State how many lines of the listing below contain the string "face", matching case exactly. Reply with the number alone.

* * * * * * *

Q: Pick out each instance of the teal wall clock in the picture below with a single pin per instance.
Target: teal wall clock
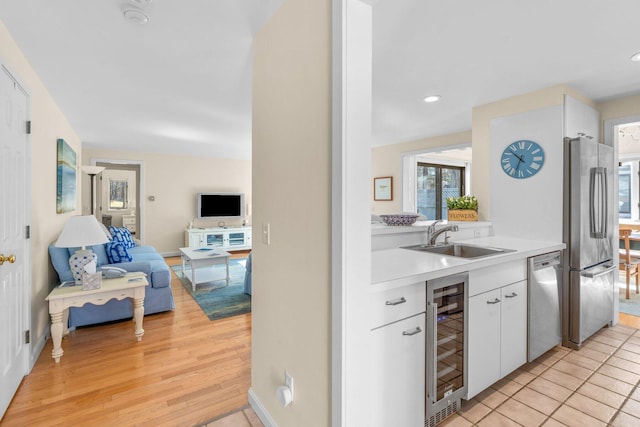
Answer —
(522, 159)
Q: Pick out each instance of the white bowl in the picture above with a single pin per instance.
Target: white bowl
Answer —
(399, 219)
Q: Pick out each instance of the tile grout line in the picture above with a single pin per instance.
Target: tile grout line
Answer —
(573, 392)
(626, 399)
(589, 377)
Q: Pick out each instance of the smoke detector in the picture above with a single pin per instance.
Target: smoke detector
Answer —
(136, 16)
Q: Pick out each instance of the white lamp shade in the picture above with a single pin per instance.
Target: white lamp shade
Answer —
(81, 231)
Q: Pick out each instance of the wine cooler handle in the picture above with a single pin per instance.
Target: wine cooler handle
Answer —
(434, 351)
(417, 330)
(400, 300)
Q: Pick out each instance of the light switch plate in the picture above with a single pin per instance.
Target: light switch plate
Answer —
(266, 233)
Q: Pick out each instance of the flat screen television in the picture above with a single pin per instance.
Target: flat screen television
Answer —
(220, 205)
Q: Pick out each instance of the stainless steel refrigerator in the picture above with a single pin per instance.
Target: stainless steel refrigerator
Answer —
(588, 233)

* * * * * * *

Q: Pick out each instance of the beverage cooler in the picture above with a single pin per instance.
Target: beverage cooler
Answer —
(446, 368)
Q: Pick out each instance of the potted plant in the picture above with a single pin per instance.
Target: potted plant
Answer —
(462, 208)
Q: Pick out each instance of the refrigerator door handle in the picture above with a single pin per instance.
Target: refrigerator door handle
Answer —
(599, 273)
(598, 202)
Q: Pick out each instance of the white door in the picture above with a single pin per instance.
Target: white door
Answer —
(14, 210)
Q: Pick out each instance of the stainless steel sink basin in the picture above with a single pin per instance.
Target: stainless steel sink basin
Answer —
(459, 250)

* * * * * * *

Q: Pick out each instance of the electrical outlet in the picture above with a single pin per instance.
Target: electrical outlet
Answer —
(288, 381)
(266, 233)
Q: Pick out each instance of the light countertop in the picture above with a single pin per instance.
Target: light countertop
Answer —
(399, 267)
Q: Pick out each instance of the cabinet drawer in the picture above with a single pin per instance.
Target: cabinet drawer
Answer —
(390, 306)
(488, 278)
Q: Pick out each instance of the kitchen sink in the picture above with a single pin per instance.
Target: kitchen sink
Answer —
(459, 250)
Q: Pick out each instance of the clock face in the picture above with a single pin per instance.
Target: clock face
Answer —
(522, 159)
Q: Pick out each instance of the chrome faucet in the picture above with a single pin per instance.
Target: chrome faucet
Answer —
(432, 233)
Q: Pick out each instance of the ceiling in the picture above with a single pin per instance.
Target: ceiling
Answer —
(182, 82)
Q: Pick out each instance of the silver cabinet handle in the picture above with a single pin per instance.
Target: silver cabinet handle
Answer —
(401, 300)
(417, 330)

* * * * * * *

● **Finished exercise**:
2